[Data records]

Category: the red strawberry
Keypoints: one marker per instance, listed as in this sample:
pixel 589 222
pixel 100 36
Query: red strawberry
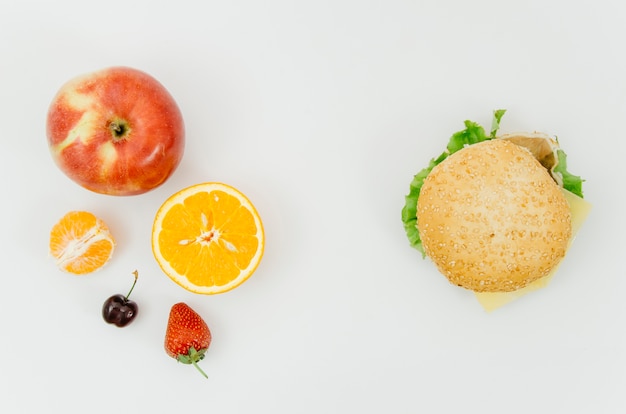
pixel 187 336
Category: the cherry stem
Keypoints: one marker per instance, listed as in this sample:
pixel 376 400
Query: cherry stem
pixel 136 273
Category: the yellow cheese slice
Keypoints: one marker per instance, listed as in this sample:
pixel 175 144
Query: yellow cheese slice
pixel 493 300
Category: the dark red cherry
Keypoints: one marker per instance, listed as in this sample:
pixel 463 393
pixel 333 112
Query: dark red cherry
pixel 118 310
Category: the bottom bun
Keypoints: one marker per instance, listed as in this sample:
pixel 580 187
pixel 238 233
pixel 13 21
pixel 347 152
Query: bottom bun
pixel 492 219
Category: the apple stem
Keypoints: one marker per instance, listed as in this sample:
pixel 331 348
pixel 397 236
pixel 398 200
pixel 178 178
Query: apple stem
pixel 136 273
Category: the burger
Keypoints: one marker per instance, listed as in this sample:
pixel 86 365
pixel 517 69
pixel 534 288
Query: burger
pixel 494 213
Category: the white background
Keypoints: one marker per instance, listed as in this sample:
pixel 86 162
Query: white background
pixel 321 112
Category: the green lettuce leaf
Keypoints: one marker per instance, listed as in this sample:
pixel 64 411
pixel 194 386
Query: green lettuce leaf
pixel 472 134
pixel 571 182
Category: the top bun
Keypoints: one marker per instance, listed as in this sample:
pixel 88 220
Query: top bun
pixel 492 219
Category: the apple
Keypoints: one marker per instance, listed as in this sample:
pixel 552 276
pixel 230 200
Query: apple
pixel 116 131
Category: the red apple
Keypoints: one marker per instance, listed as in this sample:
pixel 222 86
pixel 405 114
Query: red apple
pixel 116 131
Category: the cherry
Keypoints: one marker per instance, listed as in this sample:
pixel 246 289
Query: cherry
pixel 118 310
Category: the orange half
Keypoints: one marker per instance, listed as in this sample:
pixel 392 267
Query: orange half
pixel 81 243
pixel 208 238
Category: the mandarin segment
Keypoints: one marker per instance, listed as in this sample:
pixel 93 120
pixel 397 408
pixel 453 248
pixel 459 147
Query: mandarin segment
pixel 81 243
pixel 208 238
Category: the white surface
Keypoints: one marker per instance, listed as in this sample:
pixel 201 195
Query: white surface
pixel 321 112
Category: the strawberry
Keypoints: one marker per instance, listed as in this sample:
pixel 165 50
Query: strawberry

[/Data records]

▸ **Task directions**: In the copy, keep every line of the data above exactly and drop each picture.

▸ **Solution for this task**:
Category: the red strawberry
Keypoints: one marker per instance, listed as in this sample:
pixel 589 222
pixel 100 36
Query: red strawberry
pixel 187 336
Category: the cherry stem
Keypoints: one marker per instance, listed as in this sample:
pixel 376 400
Query: cherry stem
pixel 136 273
Category: the yellow cheese slice
Keypoints: one marker per instance, listed as in this sample:
pixel 175 144
Query: yellow cheese slice
pixel 493 300
Category: the dark red cherry
Keypoints: one marker per instance, listed as in this sample:
pixel 463 393
pixel 333 112
Query: dark red cherry
pixel 118 310
Category: the bottom bun
Keypoints: one marker per instance, listed as in this sample:
pixel 580 187
pixel 238 233
pixel 13 21
pixel 347 152
Query: bottom bun
pixel 492 219
Category: the apple stem
Keypoints: one marker per instance, listed as in this sample:
pixel 331 348
pixel 397 236
pixel 398 200
pixel 178 178
Query: apple stem
pixel 136 273
Category: the burger
Keypoints: one marker per instance, listed as in this sample:
pixel 86 365
pixel 517 69
pixel 534 288
Query: burger
pixel 494 213
Category: the white background
Keypoints: one marker per instance, listed as in this sample:
pixel 86 162
Query: white background
pixel 321 112
Category: the green lettuce leaf
Keypoints: one marker per instance, listed as in this sample:
pixel 64 411
pixel 194 386
Query: green lettuce leaf
pixel 472 134
pixel 571 182
Category: the top bun
Keypoints: one marker per instance, listed as in this sample:
pixel 88 220
Query: top bun
pixel 492 219
Category: the apple
Keypoints: one marker per instance, listed as in this sample:
pixel 552 276
pixel 230 200
Query: apple
pixel 116 131
Category: the red apple
Keypoints: one marker per instance, listed as in this sample:
pixel 222 86
pixel 405 114
Query: red apple
pixel 116 131
Category: the cherry
Keypoints: one marker per instance, listed as in this sample:
pixel 246 289
Query: cherry
pixel 118 310
Category: the orange half
Keypoints: one marker per instance, listed as in this sample:
pixel 392 267
Query: orange half
pixel 81 243
pixel 208 238
Category: the mandarin segment
Keypoints: one marker per instance, listed as in this sample:
pixel 93 120
pixel 397 408
pixel 453 248
pixel 459 147
Query: mandarin segment
pixel 81 243
pixel 208 238
Category: the white surface
Keypoints: one marker per instance, listed as in this sample:
pixel 201 195
Query: white surface
pixel 321 112
Category: the strawberry
Keypoints: one marker per instance, listed as in this sample:
pixel 165 50
Query: strawberry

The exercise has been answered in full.